* TEXT TO READ:
════

Tosser#

Beating an Interview Question

  • Subtitle: Beating an Interview Question

  • Date: 2018-10-14 15:05

  • Category: Puzzle

  • Tags: puzzle, gym, interview

  • Author: Varun Nayyar

While chatting with Joe, a bloke I had met at a machine learning meet, the conversation invariably turned to how we hated interviewing and how interview candidates always throw out buzzwords and jump headfirst into problems. We then asked each other our favourite interview questions and jumped in headfirst without thinking. In order to defend my behaviour, I argued that the question Joe had posed was far more subtle than what Joe had suggested and this is the result.

The Game#

The game was this: You can bet as much money as you want on the outcome of a coin toss. If it’s heads, you win 3x what you bet (plus whatever you bet) while if it’s tails, you lose whatever you’ve bet. A more concrete example, you bet 100 on the toss, if it’s heads you win 300 so your total amount is now 400, while if it’s tails, you’re left with 0. This is obviously a positive game, betting \(x\) has an expected return of \(x\). (A normal toss game has an expected return of 0 in comparison)

Note I define return as winnings. So starting with 100 and leaving with 1000 is a return of 900. I define value as sum of winnings + initial investment. So starting with 100 and leaving with 1000 is a value of 1000.

The subtlety of this game is introduced in the fact that you only get a finite number of turns with this game.

The Subtlety#

If this game had only 1 turn, you’d bet as much money as possible on the game. After all, who’d give you a 50% chance at a 300% return, or an expected return of 100% (albeit slightly risky). If this game had infinite number of turns, I would play with the minimum bet each time as my expected return is the minimum bet and the chance of going to 0 is very very rare. Note, this is also why when playing in a casino, you reduce the number of bets you make because each bet has a negative expected return.

════

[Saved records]
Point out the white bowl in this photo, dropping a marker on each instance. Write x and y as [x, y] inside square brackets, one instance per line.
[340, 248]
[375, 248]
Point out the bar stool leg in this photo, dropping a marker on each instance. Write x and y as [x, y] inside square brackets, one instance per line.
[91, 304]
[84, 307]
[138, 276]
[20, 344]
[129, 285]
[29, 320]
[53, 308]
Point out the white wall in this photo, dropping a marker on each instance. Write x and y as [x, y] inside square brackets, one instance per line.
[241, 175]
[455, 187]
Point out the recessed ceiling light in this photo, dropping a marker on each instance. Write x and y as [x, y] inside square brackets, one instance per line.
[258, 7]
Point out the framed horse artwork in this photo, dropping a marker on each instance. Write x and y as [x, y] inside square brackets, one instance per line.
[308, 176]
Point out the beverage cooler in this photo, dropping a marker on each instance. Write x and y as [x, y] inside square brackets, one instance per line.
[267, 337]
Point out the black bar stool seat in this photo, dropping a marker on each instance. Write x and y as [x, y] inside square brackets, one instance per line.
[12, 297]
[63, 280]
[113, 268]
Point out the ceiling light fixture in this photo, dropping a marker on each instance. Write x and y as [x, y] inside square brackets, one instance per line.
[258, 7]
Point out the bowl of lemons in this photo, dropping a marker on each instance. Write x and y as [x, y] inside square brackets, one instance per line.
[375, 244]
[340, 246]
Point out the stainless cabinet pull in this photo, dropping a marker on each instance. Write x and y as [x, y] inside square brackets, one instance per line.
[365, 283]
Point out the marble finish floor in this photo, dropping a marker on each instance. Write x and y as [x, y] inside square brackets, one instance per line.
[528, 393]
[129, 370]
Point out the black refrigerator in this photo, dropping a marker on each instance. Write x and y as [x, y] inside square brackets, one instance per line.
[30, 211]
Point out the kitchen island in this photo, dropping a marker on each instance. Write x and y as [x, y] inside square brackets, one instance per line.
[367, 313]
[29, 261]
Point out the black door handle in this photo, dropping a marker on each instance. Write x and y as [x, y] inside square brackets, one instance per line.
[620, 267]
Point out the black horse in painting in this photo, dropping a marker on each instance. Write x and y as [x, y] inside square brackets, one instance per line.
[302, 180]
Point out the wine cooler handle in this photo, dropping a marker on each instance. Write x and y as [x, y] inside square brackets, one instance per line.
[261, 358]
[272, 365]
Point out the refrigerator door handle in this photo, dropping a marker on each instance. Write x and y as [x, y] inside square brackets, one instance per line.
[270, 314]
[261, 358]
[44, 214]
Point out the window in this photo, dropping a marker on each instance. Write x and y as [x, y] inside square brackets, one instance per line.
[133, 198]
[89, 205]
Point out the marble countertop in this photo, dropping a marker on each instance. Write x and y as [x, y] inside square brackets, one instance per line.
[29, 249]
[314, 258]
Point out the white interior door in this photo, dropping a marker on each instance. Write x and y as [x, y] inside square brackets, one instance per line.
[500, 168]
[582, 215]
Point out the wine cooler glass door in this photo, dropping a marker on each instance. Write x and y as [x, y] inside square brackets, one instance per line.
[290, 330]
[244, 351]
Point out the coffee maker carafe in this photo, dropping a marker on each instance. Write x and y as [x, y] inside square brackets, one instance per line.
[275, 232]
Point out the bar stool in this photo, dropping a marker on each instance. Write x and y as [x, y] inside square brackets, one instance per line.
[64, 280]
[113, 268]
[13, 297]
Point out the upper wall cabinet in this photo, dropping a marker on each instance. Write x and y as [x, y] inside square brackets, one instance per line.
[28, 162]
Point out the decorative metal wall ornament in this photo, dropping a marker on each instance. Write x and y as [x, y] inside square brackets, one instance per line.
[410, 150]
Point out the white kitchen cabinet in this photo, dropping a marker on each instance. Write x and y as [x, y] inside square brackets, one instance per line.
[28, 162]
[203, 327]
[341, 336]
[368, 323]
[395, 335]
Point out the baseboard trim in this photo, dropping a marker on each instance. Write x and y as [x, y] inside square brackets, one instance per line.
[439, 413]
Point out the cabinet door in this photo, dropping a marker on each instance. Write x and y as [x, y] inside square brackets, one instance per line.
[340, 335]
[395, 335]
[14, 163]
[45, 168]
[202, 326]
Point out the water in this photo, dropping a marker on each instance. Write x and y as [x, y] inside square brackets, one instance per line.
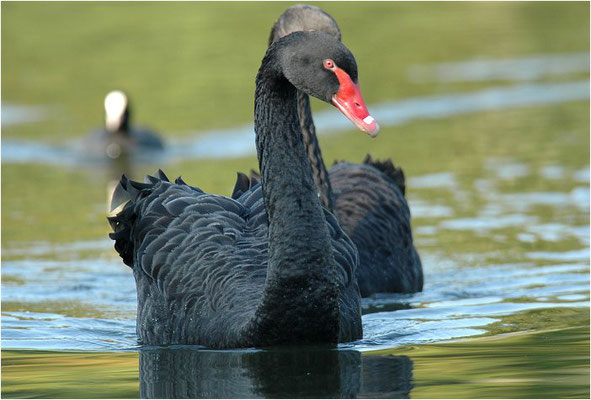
[238, 142]
[500, 217]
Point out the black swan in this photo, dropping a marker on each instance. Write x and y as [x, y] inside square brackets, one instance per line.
[369, 198]
[119, 138]
[271, 266]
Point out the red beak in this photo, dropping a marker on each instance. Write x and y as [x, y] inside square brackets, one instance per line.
[349, 100]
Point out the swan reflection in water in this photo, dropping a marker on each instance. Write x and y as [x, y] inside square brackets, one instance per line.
[283, 372]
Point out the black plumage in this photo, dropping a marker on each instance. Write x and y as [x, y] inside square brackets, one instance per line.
[269, 266]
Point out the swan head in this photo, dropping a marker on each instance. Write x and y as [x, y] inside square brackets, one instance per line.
[304, 17]
[321, 66]
[116, 111]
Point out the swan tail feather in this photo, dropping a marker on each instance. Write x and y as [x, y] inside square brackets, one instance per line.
[241, 186]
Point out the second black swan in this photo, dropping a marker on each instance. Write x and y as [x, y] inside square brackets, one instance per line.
[269, 267]
[119, 138]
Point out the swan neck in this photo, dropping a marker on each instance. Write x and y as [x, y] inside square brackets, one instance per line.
[301, 271]
[319, 171]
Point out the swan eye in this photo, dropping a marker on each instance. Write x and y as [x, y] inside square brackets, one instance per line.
[328, 64]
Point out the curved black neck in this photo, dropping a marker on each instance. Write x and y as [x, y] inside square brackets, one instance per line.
[319, 171]
[301, 272]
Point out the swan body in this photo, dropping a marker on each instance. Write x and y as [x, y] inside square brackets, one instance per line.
[269, 266]
[119, 138]
[368, 198]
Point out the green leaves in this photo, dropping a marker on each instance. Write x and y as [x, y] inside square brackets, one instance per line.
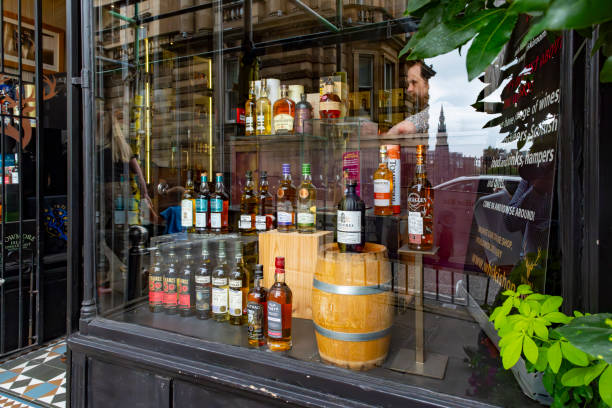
[590, 334]
[447, 36]
[555, 357]
[575, 356]
[605, 386]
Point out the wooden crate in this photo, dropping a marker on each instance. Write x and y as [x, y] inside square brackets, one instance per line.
[301, 253]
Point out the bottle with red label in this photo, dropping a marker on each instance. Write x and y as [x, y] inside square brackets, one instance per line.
[383, 186]
[420, 207]
[278, 303]
[185, 295]
[171, 273]
[329, 102]
[156, 283]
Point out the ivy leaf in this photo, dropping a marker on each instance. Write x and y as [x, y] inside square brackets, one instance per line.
[575, 356]
[605, 386]
[447, 36]
[542, 362]
[528, 6]
[512, 352]
[530, 349]
[540, 329]
[590, 334]
[551, 304]
[489, 42]
[606, 71]
[594, 371]
[414, 5]
[555, 357]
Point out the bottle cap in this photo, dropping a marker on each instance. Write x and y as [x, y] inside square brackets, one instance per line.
[279, 262]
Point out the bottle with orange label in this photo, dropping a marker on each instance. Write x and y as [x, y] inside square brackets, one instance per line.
[383, 186]
[420, 207]
[307, 203]
[394, 165]
[286, 202]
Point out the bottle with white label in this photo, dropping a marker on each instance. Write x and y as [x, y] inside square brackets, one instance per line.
[383, 186]
[350, 227]
[248, 207]
[219, 207]
[203, 206]
[306, 203]
[203, 284]
[286, 202]
[238, 289]
[220, 287]
[188, 205]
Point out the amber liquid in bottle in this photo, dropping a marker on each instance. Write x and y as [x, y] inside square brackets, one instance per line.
[383, 186]
[263, 114]
[250, 112]
[420, 207]
[257, 312]
[286, 203]
[329, 102]
[284, 113]
[279, 310]
[248, 207]
[188, 206]
[264, 220]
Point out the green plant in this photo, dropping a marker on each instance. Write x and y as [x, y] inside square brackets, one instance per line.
[449, 24]
[574, 353]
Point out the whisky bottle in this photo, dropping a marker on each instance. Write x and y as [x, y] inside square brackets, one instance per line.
[156, 283]
[420, 207]
[284, 113]
[256, 310]
[264, 220]
[220, 286]
[306, 203]
[170, 277]
[238, 289]
[303, 116]
[263, 124]
[249, 111]
[279, 310]
[203, 284]
[350, 228]
[188, 205]
[286, 202]
[219, 207]
[203, 206]
[248, 207]
[329, 102]
[184, 284]
[383, 186]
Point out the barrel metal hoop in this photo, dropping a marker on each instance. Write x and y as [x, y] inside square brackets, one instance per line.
[335, 335]
[351, 290]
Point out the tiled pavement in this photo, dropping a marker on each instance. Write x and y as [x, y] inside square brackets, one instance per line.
[35, 379]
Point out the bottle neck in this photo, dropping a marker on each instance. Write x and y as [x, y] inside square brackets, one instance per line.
[280, 275]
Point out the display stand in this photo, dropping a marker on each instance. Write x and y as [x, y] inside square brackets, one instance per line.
[417, 361]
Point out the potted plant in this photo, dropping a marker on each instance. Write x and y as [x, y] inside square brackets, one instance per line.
[574, 354]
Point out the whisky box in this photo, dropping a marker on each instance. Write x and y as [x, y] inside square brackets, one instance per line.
[301, 253]
[394, 164]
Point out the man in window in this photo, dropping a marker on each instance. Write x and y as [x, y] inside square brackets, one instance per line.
[417, 88]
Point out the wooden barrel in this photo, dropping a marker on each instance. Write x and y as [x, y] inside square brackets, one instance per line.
[351, 306]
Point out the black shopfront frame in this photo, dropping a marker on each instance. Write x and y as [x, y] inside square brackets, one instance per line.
[113, 362]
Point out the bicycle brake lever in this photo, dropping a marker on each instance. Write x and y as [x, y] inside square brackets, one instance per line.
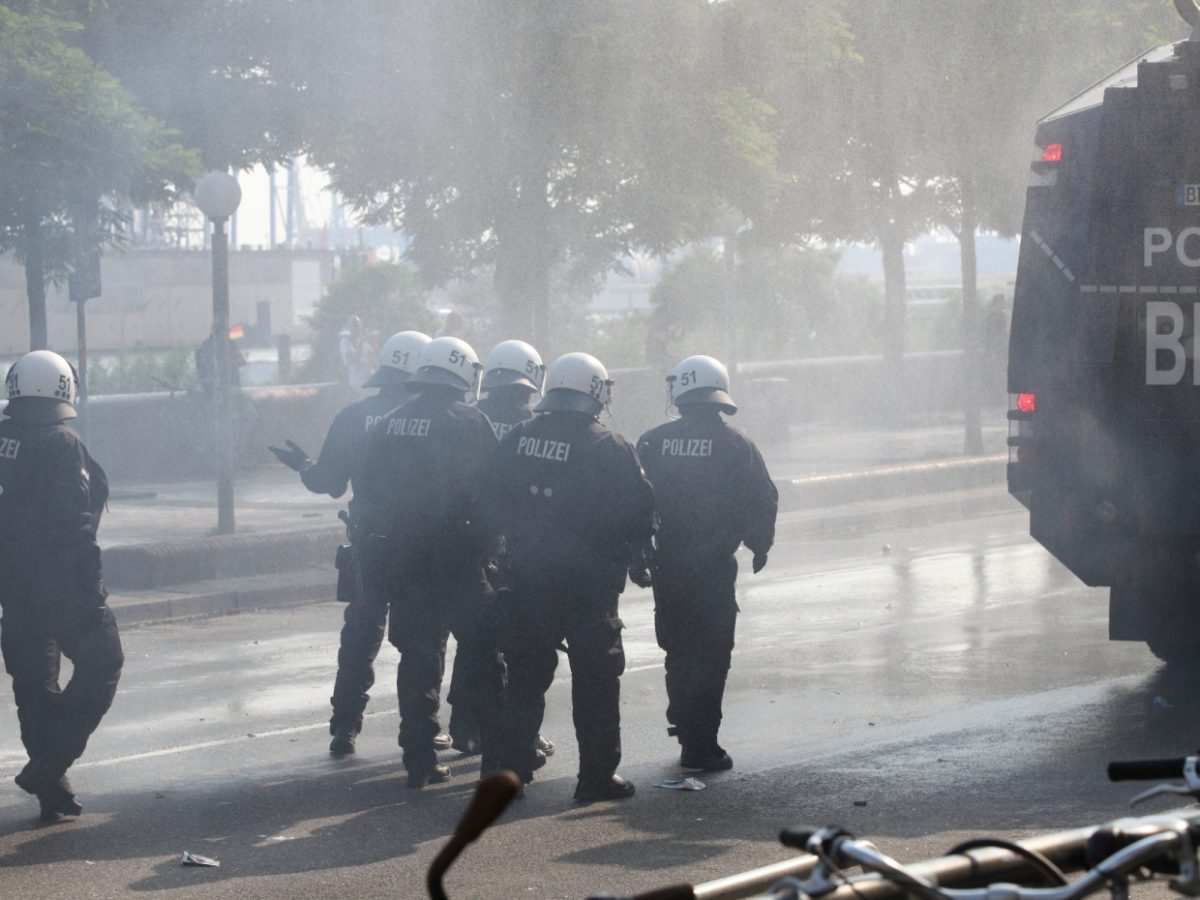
[1191, 786]
[1161, 791]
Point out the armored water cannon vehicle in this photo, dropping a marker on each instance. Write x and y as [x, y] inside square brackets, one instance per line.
[1104, 349]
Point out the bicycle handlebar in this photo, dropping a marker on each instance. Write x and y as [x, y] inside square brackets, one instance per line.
[1146, 769]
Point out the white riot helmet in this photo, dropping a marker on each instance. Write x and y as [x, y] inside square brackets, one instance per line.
[399, 359]
[701, 379]
[42, 388]
[514, 363]
[576, 383]
[450, 361]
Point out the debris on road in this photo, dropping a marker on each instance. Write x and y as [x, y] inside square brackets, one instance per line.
[197, 859]
[682, 784]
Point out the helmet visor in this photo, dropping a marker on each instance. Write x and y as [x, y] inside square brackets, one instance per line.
[565, 400]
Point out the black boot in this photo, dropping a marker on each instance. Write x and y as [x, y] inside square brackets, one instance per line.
[54, 793]
[343, 742]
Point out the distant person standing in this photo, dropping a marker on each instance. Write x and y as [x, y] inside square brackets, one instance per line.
[52, 495]
[712, 493]
[357, 352]
[340, 465]
[207, 363]
[570, 499]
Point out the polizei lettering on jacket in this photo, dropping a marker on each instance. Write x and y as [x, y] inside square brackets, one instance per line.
[688, 447]
[408, 427]
[556, 450]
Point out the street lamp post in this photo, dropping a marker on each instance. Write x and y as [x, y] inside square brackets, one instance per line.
[217, 195]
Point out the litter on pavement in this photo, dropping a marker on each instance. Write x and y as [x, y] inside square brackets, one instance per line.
[197, 859]
[682, 784]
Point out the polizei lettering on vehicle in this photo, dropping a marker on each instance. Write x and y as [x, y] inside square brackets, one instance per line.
[408, 427]
[543, 449]
[688, 447]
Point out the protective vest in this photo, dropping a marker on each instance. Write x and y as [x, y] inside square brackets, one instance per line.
[345, 450]
[423, 469]
[569, 497]
[712, 490]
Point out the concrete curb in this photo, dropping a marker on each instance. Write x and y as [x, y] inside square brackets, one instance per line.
[223, 598]
[143, 567]
[159, 565]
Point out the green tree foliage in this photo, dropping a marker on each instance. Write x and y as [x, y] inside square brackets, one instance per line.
[385, 295]
[202, 66]
[540, 138]
[138, 371]
[790, 304]
[70, 135]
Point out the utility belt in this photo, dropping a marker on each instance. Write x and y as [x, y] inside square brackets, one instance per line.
[349, 574]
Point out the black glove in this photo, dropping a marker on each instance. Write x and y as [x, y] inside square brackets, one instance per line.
[641, 565]
[294, 456]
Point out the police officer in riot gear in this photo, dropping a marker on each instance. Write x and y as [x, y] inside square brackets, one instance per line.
[570, 498]
[712, 493]
[340, 465]
[423, 469]
[52, 495]
[513, 377]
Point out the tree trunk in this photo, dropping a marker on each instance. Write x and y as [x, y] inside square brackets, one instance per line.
[35, 283]
[892, 390]
[972, 355]
[525, 259]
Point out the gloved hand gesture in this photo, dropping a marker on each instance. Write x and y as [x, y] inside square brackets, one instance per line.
[641, 565]
[293, 456]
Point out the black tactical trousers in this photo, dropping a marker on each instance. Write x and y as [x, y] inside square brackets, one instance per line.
[695, 615]
[55, 721]
[421, 613]
[534, 622]
[463, 727]
[363, 629]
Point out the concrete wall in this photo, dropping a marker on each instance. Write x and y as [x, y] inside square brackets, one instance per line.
[163, 298]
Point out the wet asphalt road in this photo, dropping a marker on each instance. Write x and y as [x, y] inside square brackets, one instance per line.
[959, 683]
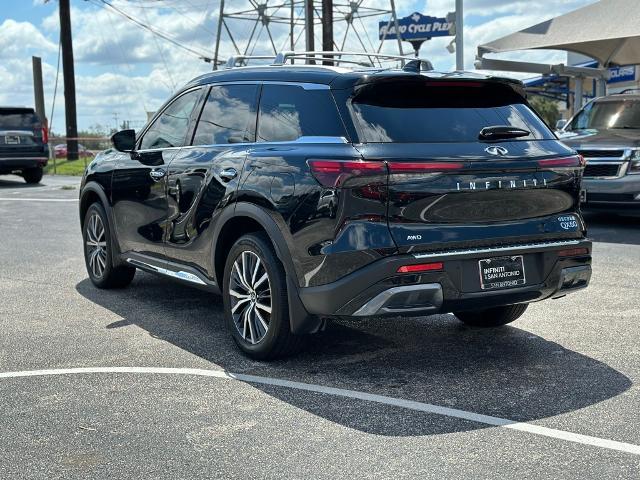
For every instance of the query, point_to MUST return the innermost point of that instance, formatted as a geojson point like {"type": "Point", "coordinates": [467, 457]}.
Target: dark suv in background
{"type": "Point", "coordinates": [606, 132]}
{"type": "Point", "coordinates": [23, 143]}
{"type": "Point", "coordinates": [307, 192]}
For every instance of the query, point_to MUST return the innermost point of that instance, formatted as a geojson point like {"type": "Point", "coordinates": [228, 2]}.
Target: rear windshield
{"type": "Point", "coordinates": [18, 119]}
{"type": "Point", "coordinates": [430, 111]}
{"type": "Point", "coordinates": [608, 114]}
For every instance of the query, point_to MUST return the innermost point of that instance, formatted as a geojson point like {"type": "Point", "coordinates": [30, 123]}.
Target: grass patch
{"type": "Point", "coordinates": [65, 167]}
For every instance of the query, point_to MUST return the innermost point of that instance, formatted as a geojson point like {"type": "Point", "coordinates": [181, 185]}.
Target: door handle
{"type": "Point", "coordinates": [228, 174]}
{"type": "Point", "coordinates": [157, 174]}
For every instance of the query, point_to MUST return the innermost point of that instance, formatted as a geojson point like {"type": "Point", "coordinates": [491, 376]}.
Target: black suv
{"type": "Point", "coordinates": [308, 192]}
{"type": "Point", "coordinates": [23, 143]}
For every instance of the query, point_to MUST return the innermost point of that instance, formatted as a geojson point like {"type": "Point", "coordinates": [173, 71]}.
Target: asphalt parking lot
{"type": "Point", "coordinates": [146, 383]}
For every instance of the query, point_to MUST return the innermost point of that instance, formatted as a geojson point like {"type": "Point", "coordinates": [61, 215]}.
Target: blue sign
{"type": "Point", "coordinates": [415, 27]}
{"type": "Point", "coordinates": [622, 74]}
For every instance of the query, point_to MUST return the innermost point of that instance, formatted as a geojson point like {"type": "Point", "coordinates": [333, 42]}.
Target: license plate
{"type": "Point", "coordinates": [501, 272]}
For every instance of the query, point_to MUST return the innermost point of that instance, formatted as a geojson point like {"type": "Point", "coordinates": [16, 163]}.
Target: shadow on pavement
{"type": "Point", "coordinates": [506, 372]}
{"type": "Point", "coordinates": [603, 227]}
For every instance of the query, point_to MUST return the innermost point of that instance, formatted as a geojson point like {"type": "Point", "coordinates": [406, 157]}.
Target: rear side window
{"type": "Point", "coordinates": [18, 119]}
{"type": "Point", "coordinates": [288, 112]}
{"type": "Point", "coordinates": [229, 115]}
{"type": "Point", "coordinates": [170, 128]}
{"type": "Point", "coordinates": [424, 112]}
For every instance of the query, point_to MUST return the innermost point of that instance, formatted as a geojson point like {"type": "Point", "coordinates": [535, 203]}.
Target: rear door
{"type": "Point", "coordinates": [448, 188]}
{"type": "Point", "coordinates": [21, 133]}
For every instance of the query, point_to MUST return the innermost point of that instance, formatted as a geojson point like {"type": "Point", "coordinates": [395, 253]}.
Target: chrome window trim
{"type": "Point", "coordinates": [491, 250]}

════

* PROBLEMS TO WORK ON:
1) Translate this sentence from the coin toss puzzle post into Spanish: "The subtlety of this game is introduced in the fact that you only get a finite number of turns with this game."
2) In the coin toss puzzle post, how does the author define value?
3) Please carry on the coin toss puzzle post from where it stops.

* RESULTS OF THE EXERCISE:
1) La sutileza de este juego se introduce en el hecho de que solo tienes un número finito de turnos con este juego.

2) As the sum of winnings plus the initial investment.

3)
With a finite number of turns, the game changes. If I had 2 turns, betting all my money each time still seems sound since 25% of the time I’d end up 16x or 1500% return with a 25% probability - still appetizing. But nothing 75% of the time. For a game with 10 turns, I’d make a 1 million x return, but this is a 1 in 1024 chance of happening, everything else is 0. Note that my expected return is \((2^n-1)x\) using this strategy, but my median return is \(-x\). As \(n \rightarrow \infty\) my expected return also grows, but my chance of winning keeps decreasing. Now I don’t play the lottery, and if a billionaire decides to match every dollar in the lottery with 3 of his own, I still wouldn’t play the game (though I would pool money and buy as many lottery tickets as possible). So obviously, this strategy of betting everything on each toss is not something I’d want to do

Constant Betting Strategy#

The first time I posed this question to another, the first response I got was what was I optimizing for? It’s clear that optimizing for expected value results in a bet everything each toss, but this is not a good strategy as the number of tosses increase as the chance of any payout diminishes. The next response was to bet half my stash each time so I’d never be out of the game, so I thought I’d look at various statistics for a constant \(\lambda\)

Let \(\lambda \in [0,1]\) be the percentage of our current stash \(x\) to bet on the toss. Value \(V\) after one toss

\begin{align} V|Heads =& (1-\lambda) x + 4 \lambda x\ =& (1 +3 \lambda)x \ V|Tails =& (1-\lambda) x \end{align}

Hence \(E(V) = (1+\lambda)x\)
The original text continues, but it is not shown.